[Dataset records about object locations]
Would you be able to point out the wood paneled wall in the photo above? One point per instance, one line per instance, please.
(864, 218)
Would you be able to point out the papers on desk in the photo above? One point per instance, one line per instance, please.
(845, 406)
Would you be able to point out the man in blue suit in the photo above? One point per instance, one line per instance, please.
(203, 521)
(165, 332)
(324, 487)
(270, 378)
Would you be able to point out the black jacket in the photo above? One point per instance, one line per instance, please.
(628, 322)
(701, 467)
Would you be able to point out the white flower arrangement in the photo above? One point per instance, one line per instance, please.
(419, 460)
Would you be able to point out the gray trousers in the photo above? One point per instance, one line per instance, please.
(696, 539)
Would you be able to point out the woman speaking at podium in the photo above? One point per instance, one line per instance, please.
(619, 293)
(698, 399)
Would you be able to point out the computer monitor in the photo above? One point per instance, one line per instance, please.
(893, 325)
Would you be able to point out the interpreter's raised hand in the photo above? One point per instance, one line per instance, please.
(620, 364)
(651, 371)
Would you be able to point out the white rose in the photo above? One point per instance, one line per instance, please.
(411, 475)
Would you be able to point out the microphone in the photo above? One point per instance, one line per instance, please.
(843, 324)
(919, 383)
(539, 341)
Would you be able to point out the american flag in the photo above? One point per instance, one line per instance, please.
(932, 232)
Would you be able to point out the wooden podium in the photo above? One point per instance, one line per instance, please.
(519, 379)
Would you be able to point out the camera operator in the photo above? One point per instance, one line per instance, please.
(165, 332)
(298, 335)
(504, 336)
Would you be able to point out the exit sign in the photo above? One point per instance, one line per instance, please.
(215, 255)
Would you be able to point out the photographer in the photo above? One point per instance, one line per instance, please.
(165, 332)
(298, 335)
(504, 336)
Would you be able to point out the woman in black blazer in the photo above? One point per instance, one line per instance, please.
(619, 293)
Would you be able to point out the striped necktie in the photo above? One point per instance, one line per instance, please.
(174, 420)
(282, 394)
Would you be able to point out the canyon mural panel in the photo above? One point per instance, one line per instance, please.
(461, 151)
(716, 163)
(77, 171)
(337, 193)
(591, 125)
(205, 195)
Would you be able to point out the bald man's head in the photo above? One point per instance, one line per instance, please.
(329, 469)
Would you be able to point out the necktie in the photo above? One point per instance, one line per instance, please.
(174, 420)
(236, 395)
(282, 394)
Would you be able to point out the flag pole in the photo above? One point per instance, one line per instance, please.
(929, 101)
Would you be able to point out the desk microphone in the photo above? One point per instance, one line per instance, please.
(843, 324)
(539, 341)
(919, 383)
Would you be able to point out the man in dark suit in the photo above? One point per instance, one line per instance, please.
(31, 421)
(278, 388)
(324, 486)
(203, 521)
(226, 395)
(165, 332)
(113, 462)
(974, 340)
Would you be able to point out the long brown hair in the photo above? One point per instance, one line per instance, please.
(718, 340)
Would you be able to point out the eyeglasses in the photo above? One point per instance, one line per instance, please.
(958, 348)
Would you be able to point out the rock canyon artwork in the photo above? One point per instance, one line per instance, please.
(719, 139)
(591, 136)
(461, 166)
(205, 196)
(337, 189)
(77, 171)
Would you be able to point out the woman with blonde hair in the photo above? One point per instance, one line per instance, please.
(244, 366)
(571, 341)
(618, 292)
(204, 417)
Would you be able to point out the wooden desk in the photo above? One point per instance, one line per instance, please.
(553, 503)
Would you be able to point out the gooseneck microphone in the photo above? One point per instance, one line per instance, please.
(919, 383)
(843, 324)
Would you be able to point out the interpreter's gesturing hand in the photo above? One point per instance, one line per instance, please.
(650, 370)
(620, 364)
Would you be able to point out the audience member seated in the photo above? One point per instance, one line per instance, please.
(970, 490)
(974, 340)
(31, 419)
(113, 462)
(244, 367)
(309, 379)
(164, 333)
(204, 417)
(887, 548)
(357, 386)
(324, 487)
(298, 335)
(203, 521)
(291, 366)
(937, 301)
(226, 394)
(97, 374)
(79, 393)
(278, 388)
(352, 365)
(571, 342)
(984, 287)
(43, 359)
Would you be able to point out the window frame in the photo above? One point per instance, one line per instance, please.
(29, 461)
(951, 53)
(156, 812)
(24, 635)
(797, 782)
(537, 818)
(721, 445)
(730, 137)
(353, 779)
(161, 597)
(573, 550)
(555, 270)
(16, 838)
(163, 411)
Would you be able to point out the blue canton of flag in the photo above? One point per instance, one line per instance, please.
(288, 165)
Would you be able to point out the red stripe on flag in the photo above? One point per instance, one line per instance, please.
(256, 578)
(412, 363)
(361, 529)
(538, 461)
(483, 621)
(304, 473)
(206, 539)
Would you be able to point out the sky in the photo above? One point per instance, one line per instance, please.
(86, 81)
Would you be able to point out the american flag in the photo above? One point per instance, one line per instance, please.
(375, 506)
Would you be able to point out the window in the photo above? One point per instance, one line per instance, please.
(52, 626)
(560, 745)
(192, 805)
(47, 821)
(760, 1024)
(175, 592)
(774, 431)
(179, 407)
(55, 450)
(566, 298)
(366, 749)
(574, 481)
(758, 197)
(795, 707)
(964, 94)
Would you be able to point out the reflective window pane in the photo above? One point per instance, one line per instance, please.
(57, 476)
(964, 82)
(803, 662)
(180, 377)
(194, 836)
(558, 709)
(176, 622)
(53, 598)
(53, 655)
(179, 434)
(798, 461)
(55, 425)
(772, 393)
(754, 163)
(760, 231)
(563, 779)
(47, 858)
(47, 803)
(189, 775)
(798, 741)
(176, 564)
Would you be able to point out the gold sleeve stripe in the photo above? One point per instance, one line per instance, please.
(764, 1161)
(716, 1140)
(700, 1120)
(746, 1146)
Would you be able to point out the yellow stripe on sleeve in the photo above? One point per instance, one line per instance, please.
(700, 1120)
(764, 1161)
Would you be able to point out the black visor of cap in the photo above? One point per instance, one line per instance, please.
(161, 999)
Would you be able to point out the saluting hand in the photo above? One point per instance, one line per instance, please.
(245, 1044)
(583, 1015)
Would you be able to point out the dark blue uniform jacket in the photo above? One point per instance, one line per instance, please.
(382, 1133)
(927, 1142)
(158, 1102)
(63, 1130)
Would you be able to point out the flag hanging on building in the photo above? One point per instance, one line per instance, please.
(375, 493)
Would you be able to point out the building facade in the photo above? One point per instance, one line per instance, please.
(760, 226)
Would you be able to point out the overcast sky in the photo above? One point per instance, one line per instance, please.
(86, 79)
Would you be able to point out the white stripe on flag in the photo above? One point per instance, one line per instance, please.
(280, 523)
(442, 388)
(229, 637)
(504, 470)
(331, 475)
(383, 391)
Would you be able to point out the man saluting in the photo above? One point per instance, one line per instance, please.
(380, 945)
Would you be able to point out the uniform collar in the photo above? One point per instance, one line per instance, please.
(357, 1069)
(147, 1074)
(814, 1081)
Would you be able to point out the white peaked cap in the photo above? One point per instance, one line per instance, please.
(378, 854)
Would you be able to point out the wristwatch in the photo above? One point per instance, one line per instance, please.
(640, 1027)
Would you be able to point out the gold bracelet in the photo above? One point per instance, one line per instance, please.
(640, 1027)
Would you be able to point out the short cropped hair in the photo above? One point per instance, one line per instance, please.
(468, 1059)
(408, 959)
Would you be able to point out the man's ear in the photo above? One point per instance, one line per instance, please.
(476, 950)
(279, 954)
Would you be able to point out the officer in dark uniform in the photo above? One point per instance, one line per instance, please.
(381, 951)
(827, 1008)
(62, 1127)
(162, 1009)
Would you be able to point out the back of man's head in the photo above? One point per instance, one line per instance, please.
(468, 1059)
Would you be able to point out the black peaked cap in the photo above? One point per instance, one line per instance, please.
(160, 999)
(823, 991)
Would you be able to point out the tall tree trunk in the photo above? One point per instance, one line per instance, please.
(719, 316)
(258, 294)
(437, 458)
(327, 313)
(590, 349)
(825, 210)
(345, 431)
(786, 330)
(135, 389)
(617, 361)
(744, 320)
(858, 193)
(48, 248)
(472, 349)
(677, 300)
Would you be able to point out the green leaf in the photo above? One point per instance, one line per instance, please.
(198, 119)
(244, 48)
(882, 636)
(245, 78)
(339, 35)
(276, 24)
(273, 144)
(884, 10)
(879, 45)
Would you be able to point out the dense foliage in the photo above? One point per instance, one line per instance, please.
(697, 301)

TASK GOAL
Starting at the line that contains "Would you be able to point out the man's", write out every line to the end of the entries, exactly as given.

PROBLEM SOLUTION
Would you be able to point out the man's ear in the photo above? One point per instance, one line per instance, please.
(476, 950)
(279, 954)
Would you be able to point out the officer in dark uniform in the photo above? One point per instance, one line per instance, please.
(381, 951)
(827, 1008)
(62, 1127)
(162, 1009)
Would you be able to point out the back of man's head in the photo above? One point per instance, one line per instance, please.
(468, 1059)
Would you be able to point out the black peaked cap in the photo above? One point per instance, one line per instance, please.
(160, 999)
(823, 991)
Would you be able to point out the tall tree trunk in the photo above? One point per instance, one line per instance, please.
(719, 316)
(258, 294)
(437, 458)
(327, 313)
(590, 349)
(825, 210)
(345, 431)
(786, 330)
(135, 389)
(617, 361)
(744, 320)
(858, 193)
(48, 248)
(472, 349)
(677, 300)
Would you be able to point out the green leaf in the photo above? One point per instance, one line per instance, please.
(198, 119)
(244, 48)
(882, 636)
(245, 78)
(339, 35)
(276, 24)
(273, 144)
(884, 10)
(879, 45)
Would you be able to point out the dense foliage in the photo above? One point per instance, one line per instance, please.
(697, 301)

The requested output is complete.